**課題の指示:**
(a) 本文によると、リフトを使うことで、介助される側にはどんなことが期待できますか。すべて挙げてください。
(b) 本文の内容を2文でまとめてください。
(c) 本文の「リフトと合わせてシャワーチェ」から「への負担軽減が期待できます。」までを、最後の部分も含めてそのまま書き写してください。

═════ 本文 ═════

リフトと合わせてシャワーチェアを併用することで、安心して体を洗うことができます。移動や体を洗う時の負担がなくなることで、心おきなく大好きなお風呂に入ってもらえることが、家族としては何よりも嬉しいメリットだと感じています。
移乗や姿勢変換時の負担軽減
ベッドから車椅子、車椅子からベッドへの移乗時や、ベッド上での姿勢変換時などは、障がい児の身体が大きくなればなるほど、介助者の負担は大きくなります。移乗や姿勢変換にリフトを活用することで、介助者の足腰への負担が軽減されます。
筆者の9歳の娘は体重およそ20キロほど。今はそこまで負担を感じませんが、将来的には移乗時やベッド上でもリフトを活用することで、介助側の身体的負担を和らげることができると期待しています。
介助される障がい児本人の負担軽減
リフトの導入目的は介助する側の負担軽減とばかり考えていましたが、実は介助される身体障害児側にもメリットがあります。自分の身体を自分で保持しにくい身体障害児は、成長とともに体重が増加すると、体への負担が増え、関節脱臼などのリスクも高まります。リフトの活用で、生活姿勢の転換における本人の身体への負担軽減が期待できます。
また、人力での抱え上げがよしとされてきた従来の医療や介護の現場において、リフトなどの福祉機器活用を訴える日本ノーリフト協会の保田淳子さんによると、リフトの活用で介助をうける側の拘縮予防や自由度の拡大も期待できるといいます。

═════ データ抜粋 ═════

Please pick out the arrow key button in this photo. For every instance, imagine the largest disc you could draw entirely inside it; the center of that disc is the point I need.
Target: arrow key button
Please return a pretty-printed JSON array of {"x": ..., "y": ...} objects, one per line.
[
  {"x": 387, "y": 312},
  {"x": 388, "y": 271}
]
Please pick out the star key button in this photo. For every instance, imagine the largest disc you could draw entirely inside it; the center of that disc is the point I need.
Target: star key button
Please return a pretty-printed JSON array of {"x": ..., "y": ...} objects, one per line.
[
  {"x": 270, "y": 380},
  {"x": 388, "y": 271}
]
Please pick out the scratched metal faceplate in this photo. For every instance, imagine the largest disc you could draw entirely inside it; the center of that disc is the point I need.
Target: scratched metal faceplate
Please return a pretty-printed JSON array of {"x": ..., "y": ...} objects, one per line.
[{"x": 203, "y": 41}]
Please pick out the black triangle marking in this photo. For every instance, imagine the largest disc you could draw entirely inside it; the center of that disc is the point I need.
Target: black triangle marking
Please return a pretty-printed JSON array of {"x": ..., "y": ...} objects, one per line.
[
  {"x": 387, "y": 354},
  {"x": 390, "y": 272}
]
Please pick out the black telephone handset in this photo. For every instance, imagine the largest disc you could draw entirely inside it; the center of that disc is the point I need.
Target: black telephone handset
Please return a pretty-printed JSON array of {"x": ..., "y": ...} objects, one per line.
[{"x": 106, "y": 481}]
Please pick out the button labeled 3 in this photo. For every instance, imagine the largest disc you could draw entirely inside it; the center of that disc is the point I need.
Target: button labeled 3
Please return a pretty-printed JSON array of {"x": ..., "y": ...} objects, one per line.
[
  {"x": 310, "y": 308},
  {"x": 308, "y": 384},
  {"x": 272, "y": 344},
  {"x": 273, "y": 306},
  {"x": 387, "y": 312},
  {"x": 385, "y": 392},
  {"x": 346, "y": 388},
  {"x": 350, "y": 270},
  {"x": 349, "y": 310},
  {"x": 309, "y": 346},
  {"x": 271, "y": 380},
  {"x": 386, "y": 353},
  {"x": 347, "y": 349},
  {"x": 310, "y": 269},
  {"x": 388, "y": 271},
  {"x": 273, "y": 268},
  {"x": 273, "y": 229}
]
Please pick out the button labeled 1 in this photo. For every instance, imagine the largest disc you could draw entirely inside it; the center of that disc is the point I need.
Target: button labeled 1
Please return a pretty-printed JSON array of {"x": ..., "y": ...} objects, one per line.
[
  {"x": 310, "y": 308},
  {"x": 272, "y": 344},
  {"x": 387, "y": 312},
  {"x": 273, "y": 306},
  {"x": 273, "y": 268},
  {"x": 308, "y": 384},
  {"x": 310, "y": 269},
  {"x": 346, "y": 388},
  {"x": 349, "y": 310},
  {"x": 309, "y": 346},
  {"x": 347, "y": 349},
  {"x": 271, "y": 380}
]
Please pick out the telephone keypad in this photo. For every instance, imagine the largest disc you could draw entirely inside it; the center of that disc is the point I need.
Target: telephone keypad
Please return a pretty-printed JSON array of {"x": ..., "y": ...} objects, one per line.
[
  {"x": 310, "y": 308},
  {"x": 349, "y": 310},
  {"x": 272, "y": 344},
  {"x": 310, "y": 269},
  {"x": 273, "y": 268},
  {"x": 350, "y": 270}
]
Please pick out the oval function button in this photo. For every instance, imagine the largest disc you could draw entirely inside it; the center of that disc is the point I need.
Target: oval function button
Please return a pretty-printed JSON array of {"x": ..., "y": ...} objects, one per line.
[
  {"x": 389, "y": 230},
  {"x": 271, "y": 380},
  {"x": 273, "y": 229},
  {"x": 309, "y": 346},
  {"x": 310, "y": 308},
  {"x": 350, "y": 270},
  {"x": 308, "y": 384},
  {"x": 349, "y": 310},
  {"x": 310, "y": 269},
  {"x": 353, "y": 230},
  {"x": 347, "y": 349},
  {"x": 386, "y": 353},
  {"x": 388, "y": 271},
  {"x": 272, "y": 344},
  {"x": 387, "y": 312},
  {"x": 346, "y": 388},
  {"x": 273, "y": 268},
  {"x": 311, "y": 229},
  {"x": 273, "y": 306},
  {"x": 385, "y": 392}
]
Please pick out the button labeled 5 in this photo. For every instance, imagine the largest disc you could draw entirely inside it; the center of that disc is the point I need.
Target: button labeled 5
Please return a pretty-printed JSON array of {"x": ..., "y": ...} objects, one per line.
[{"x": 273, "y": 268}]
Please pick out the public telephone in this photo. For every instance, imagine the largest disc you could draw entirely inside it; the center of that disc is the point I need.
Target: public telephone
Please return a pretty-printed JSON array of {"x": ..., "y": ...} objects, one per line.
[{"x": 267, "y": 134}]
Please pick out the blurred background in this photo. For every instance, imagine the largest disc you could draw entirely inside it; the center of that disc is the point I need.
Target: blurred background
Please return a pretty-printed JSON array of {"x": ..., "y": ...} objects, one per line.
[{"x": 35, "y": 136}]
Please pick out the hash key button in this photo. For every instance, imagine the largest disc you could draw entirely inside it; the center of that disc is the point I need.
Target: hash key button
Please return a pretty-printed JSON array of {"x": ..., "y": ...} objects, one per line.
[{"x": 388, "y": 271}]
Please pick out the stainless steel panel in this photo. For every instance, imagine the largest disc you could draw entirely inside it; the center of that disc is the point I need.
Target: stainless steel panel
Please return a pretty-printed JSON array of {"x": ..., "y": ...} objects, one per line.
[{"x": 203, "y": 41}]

═════

**解答一覧:**
(a)
- 生活姿勢の転換における本人の身体への負担軽減
- 拘縮予防
- 自由度の拡大

(b) リフトを使うと、移乗や姿勢を変えるときの介助者の足腰への負担が軽くなり、シャワーチェアと合わせれば安心して体を洗うこともできます。また、介助される障がい児本人にとっても、体への負担軽減や拘縮予防、自由度の拡大が期待できます。

(c)
リフトと合わせてシャワーチェアを併用することで、安心して体を洗うことができます。移動や体を洗う時の負担がなくなることで、心おきなく大好きなお風呂に入ってもらえることが、家族としては何よりも嬉しいメリットだと感じています。
移乗や姿勢変換時の負担軽減
ベッドから車椅子、車椅子からベッドへの移乗時や、ベッド上での姿勢変換時などは、障がい児の身体が大きくなればなるほど、介助者の負担は大きくなります。移乗や姿勢変換にリフトを活用することで、介助者の足腰への負担が軽減されます。
筆者の9歳の娘は体重およそ20キロほど。今はそこまで負担を感じませんが、将来的には移乗時やベッド上でもリフトを活用することで、介助側の身体的負担を和らげることができると期待しています。
介助される障がい児本人の負担軽減
リフトの導入目的は介助する側の負担軽減とばかり考えていましたが、実は介助される身体障害児側にもメリットがあります。自分の身体を自分で保持しにくい身体障害児は、成長とともに体重が増加すると、体への負担が増え、関節脱臼などのリスクも高まります。リフトの活用で、生活姿勢の転換における本人の身体への負担軽減が期待できます。